TEXT UNDER STUDY:
---------------

Like most aspects of our lives, golf and the golf course industry have been turned upside down by the Coronavirus pandemic. Social distancing, at least for the foreseeable future is “the new normal” and (at least where we live) a routine trip to the grocery store exhibits all the elements of social distancing. Fellow customers wearing masks, market staff stepping back from their tasks to give customers 6 (or more) feet, an attendant wiping down the cart and separation of customers at the checkout line are all apart of normal life now.
The golf community has identified a number of ways to reduce the risk of playing golf, including social distancing, leaving the flagstick in the hole, raising the cup and probably most significantly either walking the course or limiting carts to one person per cart, instead of the normal two.
The current debate in golf, with “stay in place at home” orders around the country is whether golf courses and clubs should be exempt from forced closure. An article published in the past couple days listed state by state where golf courses can be open and where they can’t. Currently, 33 states are allowing golf courses to operate and the list changes daily. In some states, specific counties and cities have mandated closure. Most of those open have closed their clubhouse facilities and any food and beverage service is limited to takeout there are 7 states that have shuttered golf courses and 10 that are listed as “pending”. From what I’ve heard, at many courses, walking is encouraged and cart usage is often one player per cart. Just yesterday, my son and I visited a course that still required carts and decided to avoid the current risk golf carts pose and left.
The National Golf Course Owners Association (NGCOA) has taken a leadership role among golf organizations in working with state and local governments and is working to establish best practices for those continuing to operate and planning for re-opening. Current NGCOA President Steve Graybill, owner of Fox Chase GC (PA) shared some thoughts with me about playing golf in the age of Coronavirus.

---------------

EXERCISES:
1. From the golf article, return everything from "The golf community" down to "the normal two.", copied word for word.
2. According to the golf article, how many states are allowing golf courses to operate?

---------------

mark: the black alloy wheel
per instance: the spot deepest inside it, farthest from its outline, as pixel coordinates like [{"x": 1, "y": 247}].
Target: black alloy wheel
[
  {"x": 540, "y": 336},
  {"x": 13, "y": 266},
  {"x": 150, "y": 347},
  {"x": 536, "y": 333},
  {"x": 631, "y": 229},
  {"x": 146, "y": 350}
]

---------------

REPLIES:
1.
The golf community has identified a number of ways to reduce the risk of playing golf, including social distancing, leaving the flagstick in the hole, raising the cup and probably most significantly either walking the course or limiting carts to one person per cart, instead of the normal two.

2. 33 states.